(Saved entries)
________________________

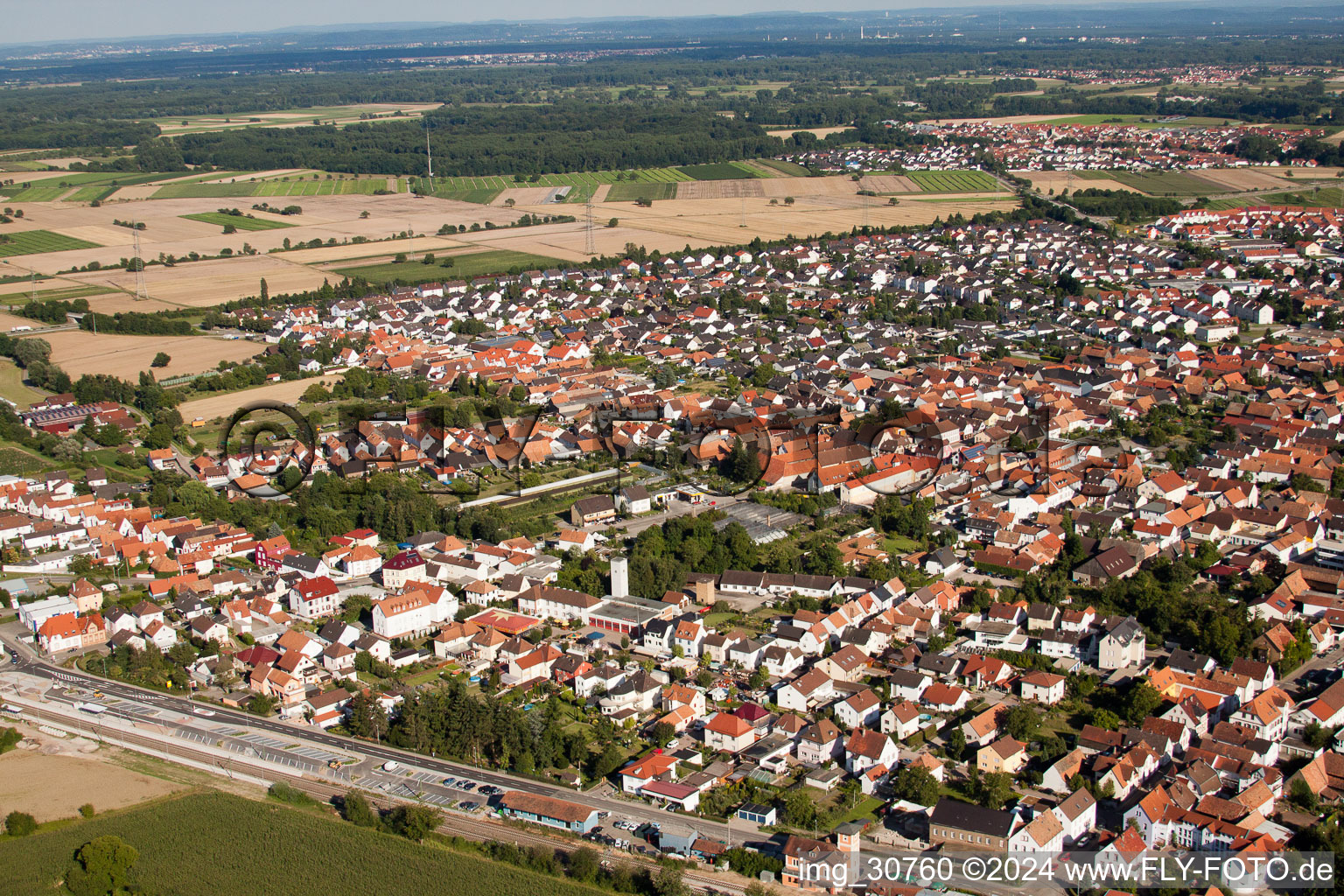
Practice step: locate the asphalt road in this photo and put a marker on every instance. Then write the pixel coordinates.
(637, 810)
(306, 735)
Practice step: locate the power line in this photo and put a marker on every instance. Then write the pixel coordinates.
(140, 268)
(589, 238)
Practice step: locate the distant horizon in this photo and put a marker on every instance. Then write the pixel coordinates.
(54, 23)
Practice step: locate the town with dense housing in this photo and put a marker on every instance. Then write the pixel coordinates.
(999, 514)
(1012, 535)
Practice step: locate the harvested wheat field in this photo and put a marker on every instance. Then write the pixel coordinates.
(383, 251)
(52, 786)
(220, 406)
(168, 233)
(82, 352)
(719, 190)
(1243, 178)
(10, 321)
(200, 284)
(721, 222)
(1060, 180)
(822, 133)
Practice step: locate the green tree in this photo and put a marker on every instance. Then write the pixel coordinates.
(799, 808)
(102, 868)
(669, 881)
(413, 822)
(19, 823)
(956, 746)
(917, 785)
(358, 812)
(584, 864)
(993, 790)
(663, 732)
(1022, 723)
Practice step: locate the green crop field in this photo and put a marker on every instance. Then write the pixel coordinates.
(719, 171)
(90, 193)
(32, 242)
(87, 186)
(241, 222)
(15, 461)
(35, 193)
(629, 192)
(263, 850)
(496, 261)
(1160, 183)
(344, 187)
(953, 182)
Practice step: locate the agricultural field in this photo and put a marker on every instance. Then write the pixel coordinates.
(1146, 122)
(582, 185)
(298, 187)
(52, 786)
(719, 171)
(787, 168)
(953, 182)
(80, 186)
(220, 406)
(1158, 183)
(84, 352)
(629, 192)
(19, 462)
(241, 222)
(270, 850)
(32, 242)
(464, 266)
(66, 291)
(1326, 196)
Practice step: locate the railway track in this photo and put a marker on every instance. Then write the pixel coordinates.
(454, 825)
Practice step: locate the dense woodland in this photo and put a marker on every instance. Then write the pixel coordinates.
(569, 136)
(642, 110)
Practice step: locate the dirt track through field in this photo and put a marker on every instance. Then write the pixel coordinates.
(54, 786)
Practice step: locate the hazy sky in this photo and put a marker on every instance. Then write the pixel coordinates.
(54, 20)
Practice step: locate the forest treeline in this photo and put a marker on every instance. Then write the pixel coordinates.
(567, 136)
(824, 88)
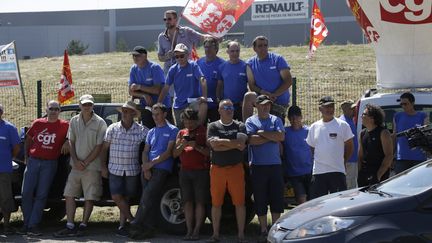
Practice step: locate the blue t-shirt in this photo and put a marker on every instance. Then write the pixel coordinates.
(403, 122)
(234, 79)
(150, 75)
(8, 140)
(158, 139)
(267, 74)
(186, 82)
(210, 70)
(297, 153)
(266, 153)
(350, 121)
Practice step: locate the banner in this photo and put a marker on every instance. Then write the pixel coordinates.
(215, 17)
(66, 92)
(9, 73)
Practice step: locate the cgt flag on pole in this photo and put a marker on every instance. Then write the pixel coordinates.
(66, 92)
(215, 17)
(319, 30)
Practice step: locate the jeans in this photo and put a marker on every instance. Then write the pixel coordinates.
(38, 177)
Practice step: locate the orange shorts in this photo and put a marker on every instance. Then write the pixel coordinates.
(227, 177)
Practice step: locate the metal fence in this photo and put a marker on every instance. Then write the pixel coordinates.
(305, 93)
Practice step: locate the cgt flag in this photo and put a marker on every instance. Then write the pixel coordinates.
(215, 17)
(66, 92)
(318, 30)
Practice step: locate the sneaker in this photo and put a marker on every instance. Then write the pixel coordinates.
(34, 231)
(66, 232)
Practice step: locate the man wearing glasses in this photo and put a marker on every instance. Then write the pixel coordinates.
(190, 86)
(44, 143)
(86, 134)
(406, 119)
(268, 74)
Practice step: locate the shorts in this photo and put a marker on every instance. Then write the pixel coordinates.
(268, 188)
(194, 185)
(89, 182)
(229, 177)
(124, 185)
(7, 203)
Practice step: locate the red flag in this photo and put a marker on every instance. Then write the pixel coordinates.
(65, 92)
(318, 30)
(215, 17)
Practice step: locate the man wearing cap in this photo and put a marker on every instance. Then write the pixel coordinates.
(406, 119)
(266, 132)
(332, 142)
(190, 86)
(123, 140)
(45, 142)
(268, 74)
(86, 134)
(227, 139)
(146, 80)
(348, 109)
(9, 148)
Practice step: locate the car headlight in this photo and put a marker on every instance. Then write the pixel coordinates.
(324, 225)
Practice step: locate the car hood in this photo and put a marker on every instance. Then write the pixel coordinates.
(355, 202)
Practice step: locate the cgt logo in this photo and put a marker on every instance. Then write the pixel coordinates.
(406, 11)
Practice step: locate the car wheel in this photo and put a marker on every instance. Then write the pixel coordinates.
(171, 213)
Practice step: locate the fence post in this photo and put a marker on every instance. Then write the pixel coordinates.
(39, 98)
(294, 91)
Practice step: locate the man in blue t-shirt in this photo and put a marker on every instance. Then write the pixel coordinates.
(265, 133)
(146, 80)
(348, 107)
(157, 163)
(406, 119)
(232, 80)
(190, 86)
(298, 160)
(268, 74)
(9, 148)
(209, 65)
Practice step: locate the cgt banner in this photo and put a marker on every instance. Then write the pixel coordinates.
(400, 32)
(9, 73)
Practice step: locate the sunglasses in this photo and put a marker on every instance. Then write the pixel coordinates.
(228, 107)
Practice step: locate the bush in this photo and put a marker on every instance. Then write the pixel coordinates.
(76, 47)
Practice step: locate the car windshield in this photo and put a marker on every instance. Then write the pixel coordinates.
(409, 182)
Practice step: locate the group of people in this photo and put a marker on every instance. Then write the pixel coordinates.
(210, 126)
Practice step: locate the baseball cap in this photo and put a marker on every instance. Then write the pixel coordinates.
(138, 50)
(263, 99)
(86, 99)
(181, 48)
(326, 100)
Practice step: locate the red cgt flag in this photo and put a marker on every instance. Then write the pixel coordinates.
(215, 17)
(318, 30)
(66, 92)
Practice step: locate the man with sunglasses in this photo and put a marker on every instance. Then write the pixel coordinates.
(44, 143)
(227, 139)
(406, 119)
(232, 80)
(268, 74)
(146, 80)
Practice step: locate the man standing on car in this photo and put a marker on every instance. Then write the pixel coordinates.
(332, 142)
(266, 132)
(45, 142)
(157, 165)
(406, 119)
(123, 140)
(227, 139)
(86, 134)
(9, 148)
(146, 79)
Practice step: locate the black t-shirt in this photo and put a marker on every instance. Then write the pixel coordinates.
(232, 156)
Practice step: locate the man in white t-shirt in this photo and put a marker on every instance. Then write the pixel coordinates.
(332, 142)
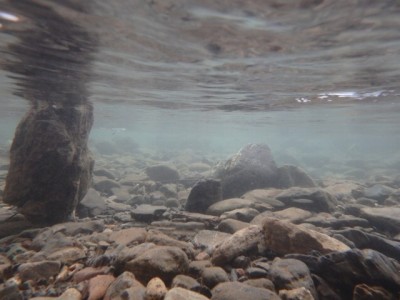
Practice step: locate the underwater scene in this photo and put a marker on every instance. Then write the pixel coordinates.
(198, 149)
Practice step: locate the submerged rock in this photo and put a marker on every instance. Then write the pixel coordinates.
(50, 163)
(251, 168)
(289, 176)
(162, 173)
(344, 270)
(163, 261)
(283, 238)
(238, 290)
(203, 194)
(313, 199)
(386, 218)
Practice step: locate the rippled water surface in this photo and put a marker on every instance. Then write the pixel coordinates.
(311, 78)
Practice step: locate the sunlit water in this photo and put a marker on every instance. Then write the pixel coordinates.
(318, 81)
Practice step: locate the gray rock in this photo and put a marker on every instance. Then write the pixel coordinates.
(124, 281)
(196, 267)
(342, 221)
(265, 196)
(148, 213)
(261, 283)
(238, 244)
(378, 192)
(366, 292)
(223, 206)
(208, 239)
(313, 199)
(283, 237)
(105, 185)
(212, 276)
(245, 214)
(291, 274)
(289, 176)
(106, 148)
(162, 173)
(364, 240)
(203, 194)
(386, 218)
(251, 168)
(300, 293)
(185, 282)
(178, 293)
(161, 239)
(231, 225)
(292, 214)
(50, 163)
(10, 292)
(344, 270)
(104, 173)
(92, 204)
(128, 236)
(38, 270)
(162, 261)
(238, 290)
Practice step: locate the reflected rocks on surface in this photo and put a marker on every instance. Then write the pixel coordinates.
(50, 164)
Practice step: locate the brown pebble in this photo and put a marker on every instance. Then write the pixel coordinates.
(98, 286)
(155, 289)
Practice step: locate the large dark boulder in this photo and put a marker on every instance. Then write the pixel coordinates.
(253, 167)
(50, 163)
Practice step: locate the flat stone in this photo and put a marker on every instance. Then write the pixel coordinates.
(378, 192)
(245, 214)
(162, 261)
(292, 214)
(300, 293)
(238, 290)
(261, 283)
(38, 270)
(208, 239)
(185, 282)
(327, 220)
(162, 173)
(318, 199)
(364, 240)
(88, 272)
(212, 276)
(291, 274)
(98, 285)
(364, 291)
(231, 225)
(106, 185)
(251, 168)
(223, 206)
(129, 236)
(124, 281)
(238, 244)
(386, 218)
(344, 270)
(155, 289)
(266, 196)
(67, 255)
(161, 239)
(203, 194)
(289, 176)
(148, 213)
(178, 293)
(283, 238)
(92, 204)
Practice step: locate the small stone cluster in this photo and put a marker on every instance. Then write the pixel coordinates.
(151, 229)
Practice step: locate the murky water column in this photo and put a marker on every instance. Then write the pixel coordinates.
(50, 164)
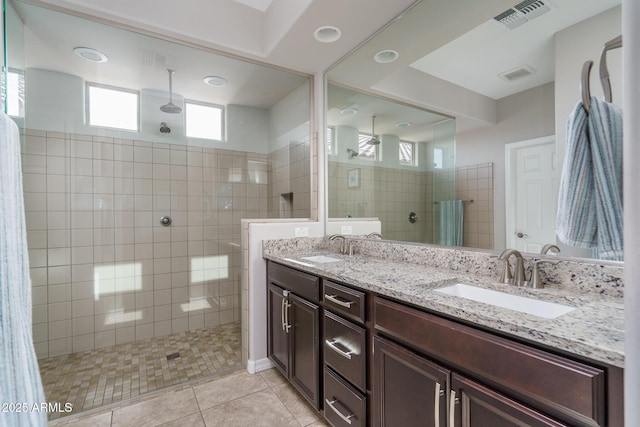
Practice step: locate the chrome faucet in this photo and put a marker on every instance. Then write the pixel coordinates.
(519, 276)
(549, 246)
(536, 280)
(343, 242)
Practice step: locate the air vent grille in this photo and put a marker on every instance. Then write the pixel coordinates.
(522, 13)
(518, 73)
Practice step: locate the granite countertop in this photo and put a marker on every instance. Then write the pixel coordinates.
(595, 329)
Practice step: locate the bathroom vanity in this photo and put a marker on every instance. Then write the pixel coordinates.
(380, 346)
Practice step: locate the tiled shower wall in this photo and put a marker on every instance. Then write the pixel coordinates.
(290, 185)
(475, 182)
(104, 270)
(387, 193)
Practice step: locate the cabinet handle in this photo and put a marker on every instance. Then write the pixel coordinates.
(287, 326)
(282, 313)
(334, 299)
(436, 412)
(335, 348)
(452, 408)
(346, 418)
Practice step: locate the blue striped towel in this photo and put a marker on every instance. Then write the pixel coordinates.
(590, 197)
(605, 135)
(451, 220)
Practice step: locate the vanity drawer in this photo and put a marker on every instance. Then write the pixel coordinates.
(346, 301)
(345, 349)
(343, 405)
(302, 284)
(561, 387)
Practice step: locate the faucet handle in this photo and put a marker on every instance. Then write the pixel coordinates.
(536, 280)
(506, 276)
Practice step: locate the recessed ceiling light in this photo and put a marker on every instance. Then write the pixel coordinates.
(327, 34)
(403, 124)
(215, 81)
(90, 54)
(385, 56)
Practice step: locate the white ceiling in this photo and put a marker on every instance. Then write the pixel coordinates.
(475, 59)
(278, 32)
(261, 5)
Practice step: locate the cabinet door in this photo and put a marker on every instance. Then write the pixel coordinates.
(304, 319)
(408, 389)
(478, 406)
(277, 343)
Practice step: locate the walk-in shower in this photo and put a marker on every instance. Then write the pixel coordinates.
(124, 303)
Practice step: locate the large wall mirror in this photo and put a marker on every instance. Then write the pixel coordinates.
(504, 77)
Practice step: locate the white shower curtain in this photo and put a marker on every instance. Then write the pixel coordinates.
(20, 383)
(451, 220)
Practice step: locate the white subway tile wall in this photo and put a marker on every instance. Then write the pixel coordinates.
(104, 270)
(386, 193)
(475, 182)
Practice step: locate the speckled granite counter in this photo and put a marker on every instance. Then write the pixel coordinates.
(594, 330)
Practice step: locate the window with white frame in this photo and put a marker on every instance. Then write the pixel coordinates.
(13, 90)
(204, 120)
(331, 140)
(113, 107)
(367, 151)
(438, 158)
(407, 153)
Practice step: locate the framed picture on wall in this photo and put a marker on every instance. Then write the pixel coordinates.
(353, 178)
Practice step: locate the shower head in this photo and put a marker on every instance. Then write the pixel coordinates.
(170, 107)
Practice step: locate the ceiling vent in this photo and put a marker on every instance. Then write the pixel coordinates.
(523, 12)
(517, 73)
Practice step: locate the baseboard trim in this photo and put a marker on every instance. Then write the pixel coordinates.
(255, 366)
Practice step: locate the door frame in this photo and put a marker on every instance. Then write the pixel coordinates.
(510, 175)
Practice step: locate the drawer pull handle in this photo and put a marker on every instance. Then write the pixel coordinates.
(452, 408)
(334, 299)
(436, 412)
(335, 348)
(332, 403)
(282, 313)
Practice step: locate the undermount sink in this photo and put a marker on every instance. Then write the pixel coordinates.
(548, 310)
(321, 259)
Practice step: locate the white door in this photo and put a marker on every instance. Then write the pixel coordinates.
(532, 194)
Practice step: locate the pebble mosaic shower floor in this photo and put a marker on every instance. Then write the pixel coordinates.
(101, 377)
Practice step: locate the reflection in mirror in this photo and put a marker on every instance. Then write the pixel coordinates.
(104, 160)
(508, 83)
(408, 179)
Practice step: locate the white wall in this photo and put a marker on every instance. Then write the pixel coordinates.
(56, 102)
(523, 116)
(289, 119)
(631, 36)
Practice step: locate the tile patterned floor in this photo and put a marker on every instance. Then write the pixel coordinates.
(236, 400)
(112, 374)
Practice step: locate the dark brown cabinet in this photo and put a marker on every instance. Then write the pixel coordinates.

________________________

# WORK ORDER
Exactly the lines from the one containing "Practice step: locate the white door" through the last line of the records are to be transcribed, both endpoints included.

# EXERCISE RESULT
Practice step: locate the white door in this photo and put a marker on every instance. Then write the pixel coordinates.
(532, 194)
Practice step: locate the pebble mosaic shower floor in this photo and put a marker on every instance. Then write the pixel coordinates.
(101, 377)
Practice step: locate the reflection in mirror in this photo and put a marker on every instance. Then write the pixel coordinates.
(104, 160)
(508, 83)
(408, 179)
Practice step: locate the white wall in this photo and put a marker on every instance. Then write the pixel coordinates.
(56, 102)
(523, 116)
(289, 119)
(631, 36)
Practice step: locate the tile patterned floor in this photo and put a marker on every instance. Then write the pixel coordinates.
(236, 400)
(112, 374)
Practice step: locate the dark brown cabinet in this photo and put a marker on every instance. Then write the pixel coordinates.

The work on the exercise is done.